What to do
Extend the article about two women's paths to better health, starting right after its last sentence.

She often thought there was nothing fun to do.
“It was melancholy,” she said. “I thought, ‘Why do anything?’ It was just really sad.”
Miller said she carried around about 15 pounds of extra weight and often got cold sores.
At age 30, she visited a doctor who told her she was just feeling the signs of age. But, she didn’t buy that.
“So, I just went on a journey to figure out what in the world was going on,” she said.
Miller had a variety of tests done. She also tried acupuncture, chiropractic services, fasting, detox diets and supplements.
Then, Miller — who hated exercising — signed up for a Slimnastics class at a community center in Lawrence.
“A few weeks into class I thought, ‘Hey I’m already in exercise mode, I might as well do a little walking and jogging,’” she said.
Not only did she lose weight, but her mood improved and she felt better.
“When I started getting fit, things just started popping into place,” she said. “My whole body functioned better.”
She then began to eat healthier. Miller said she used to eat a lot of fast food and drink soda. Now, she consumes foods that are unprocessed and unrefined.
“I do not believe that we should all eat the same thing,” she said. “We shouldn’t all be vegan. We shouldn’t all be carnivores. We should eat according to what our particular body and makeup needs to eat.”
Miller’s experience led to a master’s degree in exercise physiology and community health from Kansas University. She is a trained life coach and manages the state’s health promotion program.
She said her philosophy is: “You can live a wellness lifestyle even if you love pizza and hate Pilates. You don’t have to do what everyone else is doing.”
For Westwind, the key to a better life was in nutrition.
Using vitamins, supplements and a special diet, she was able to help her autistic daughter. So, she decided to try the remedies herself.
At age 48, Westwind eliminated dairy and gluten from her diet.
“Honestly, within two weeks, my life was turning around. I had energy, clarity, optimism — things that I had just never really experienced before.

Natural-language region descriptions
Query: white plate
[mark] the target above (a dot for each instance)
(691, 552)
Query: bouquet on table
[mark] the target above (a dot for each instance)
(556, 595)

Result of this task
“I lost 30 pounds and the main thing is just the negative patterns of thought that I had worked on in therapy for decades just really literally went away. It just stopped.”
Westwind also learned that she needed to avoid caffeine; just one cup of green tea can trigger a migraine. Now, she is migraine-free.
Westwind is a holistic mental health coach through the American Association of Drugless Practitioners.
For several years, she operated a private therapy practice using hypnotherapy, bodywork and transpersonal counseling. Westwind also founded the Heartland chapter of Safe Harbor International, the world’s largest clearinghouse for drug-free mental wellness resources.
“For me the real key, even though I had worked in therapy for decades, was nutrition,” she said.
Over the summer, Westwind met Miller and they immediately hit it off. They decided to start a new business — Natural Mind — that would help educate people about drug-free approaches to treating depression.
“We are both real similar in that we are just get-down-to-it-and-make-it-happen kind of people — no foot dragging,” Westwind said. “When we are on a dream, we just go for it.”
They have assembled an 18-member advisory board that includes psychologists and nationally recognized experts in holistic care. Among the members are Stephen Ilardi, author of “The Depression Cure”; Hyla Cass, author of “Supplement Your Prescription: What Your Doctor Doesn’t Know About Nutrition”; and Dan Stradford, founder of Safe Harbor International.
“We haven’t had any obstacles since we started this,” Westwind said. “It’s like it has been blessed. I am not kidding — everyone seems to want this.”
Natural Mind is offering a free program, “Newly Discovered Roots of Depression and Anxiety,” for the community. It will be from 7 p.m. to 9 p.m. Jan. 11 at Unity Church of Lawrence, 900 Madeline.
During the program, Westwind and Miller will share their stories in hopes of helping someone else.
“Almost anyone nowadays knows someone who’s got an anxiety disorder or depression,” Westwind said. “We are coaches, so we just want to provide education — not treatment. We want to help people make a plan.”